## DATA LISTING
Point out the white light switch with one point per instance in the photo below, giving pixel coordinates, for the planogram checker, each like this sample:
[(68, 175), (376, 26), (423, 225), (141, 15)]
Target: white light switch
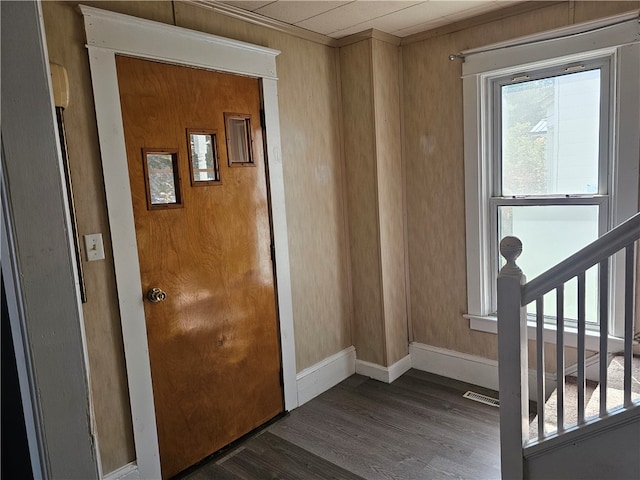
[(93, 246)]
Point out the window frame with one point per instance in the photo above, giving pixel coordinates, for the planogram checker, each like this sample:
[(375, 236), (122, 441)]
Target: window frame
[(615, 44)]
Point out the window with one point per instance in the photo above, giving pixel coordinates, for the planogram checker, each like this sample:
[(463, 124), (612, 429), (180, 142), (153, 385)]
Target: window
[(548, 157), (162, 181)]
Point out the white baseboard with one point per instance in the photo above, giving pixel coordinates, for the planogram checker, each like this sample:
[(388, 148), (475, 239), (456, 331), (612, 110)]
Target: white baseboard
[(128, 472), (323, 375), (459, 366), (383, 374), (467, 368)]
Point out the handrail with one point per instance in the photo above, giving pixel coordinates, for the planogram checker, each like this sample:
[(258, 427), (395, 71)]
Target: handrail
[(619, 237)]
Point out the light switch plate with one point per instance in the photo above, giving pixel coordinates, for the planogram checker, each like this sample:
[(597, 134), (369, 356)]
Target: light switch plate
[(93, 246)]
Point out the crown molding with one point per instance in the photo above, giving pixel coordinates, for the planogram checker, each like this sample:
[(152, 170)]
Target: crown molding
[(371, 33), (488, 17), (261, 20)]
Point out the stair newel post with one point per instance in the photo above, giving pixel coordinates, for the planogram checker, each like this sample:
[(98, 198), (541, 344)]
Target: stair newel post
[(512, 361)]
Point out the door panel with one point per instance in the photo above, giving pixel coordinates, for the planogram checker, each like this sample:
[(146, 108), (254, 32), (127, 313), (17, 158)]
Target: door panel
[(213, 343)]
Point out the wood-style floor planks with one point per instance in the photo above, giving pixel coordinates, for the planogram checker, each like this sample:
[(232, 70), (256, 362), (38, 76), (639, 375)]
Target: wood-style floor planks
[(418, 427)]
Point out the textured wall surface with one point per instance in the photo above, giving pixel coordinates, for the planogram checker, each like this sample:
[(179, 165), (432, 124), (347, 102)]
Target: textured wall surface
[(325, 248), (362, 200), (386, 97), (309, 118), (433, 155)]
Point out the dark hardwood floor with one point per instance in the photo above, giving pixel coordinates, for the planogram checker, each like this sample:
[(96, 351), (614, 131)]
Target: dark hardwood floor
[(418, 427)]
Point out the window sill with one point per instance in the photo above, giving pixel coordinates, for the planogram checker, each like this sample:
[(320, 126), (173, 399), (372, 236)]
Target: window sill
[(489, 324)]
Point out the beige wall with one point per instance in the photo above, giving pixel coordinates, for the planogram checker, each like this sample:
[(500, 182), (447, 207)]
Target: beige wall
[(362, 200), (311, 115), (371, 110), (433, 155), (386, 97), (311, 151)]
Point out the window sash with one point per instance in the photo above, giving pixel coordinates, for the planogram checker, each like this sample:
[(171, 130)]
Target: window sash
[(616, 38)]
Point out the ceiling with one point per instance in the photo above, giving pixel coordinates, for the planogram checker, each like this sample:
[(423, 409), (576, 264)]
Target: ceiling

## EXERCISE BRIEF
Repeat exactly the lines from the line containing "Point out the window sill" through the last line of the records above, including both, and nothing else.

## TASK SOLUTION
Point out the window sill with one point per instance in the photo above, giving pixel coordinates, for the planogram checker, each like this sample:
[(320, 126), (173, 399), (372, 236)]
Target: window sill
[(489, 324)]
Point out the beige wall with one point per instance in the photo above, giving pixel coordinates, for the planogram checker, each like this sample:
[(500, 182), (447, 207)]
Target: beige wall
[(362, 200), (311, 115), (371, 110), (433, 155), (386, 97), (311, 151)]
Point out the window sash with one point per instance in the photo above, giving pixel coordinates, for the planogram checker, each like this sample:
[(171, 130)]
Target: window sash
[(616, 38)]
Point out the ceiling with one point per instance in the photo above, giving pixel coordinates, for the planogram checker, each like this sample:
[(423, 409), (576, 264)]
Target: ceiling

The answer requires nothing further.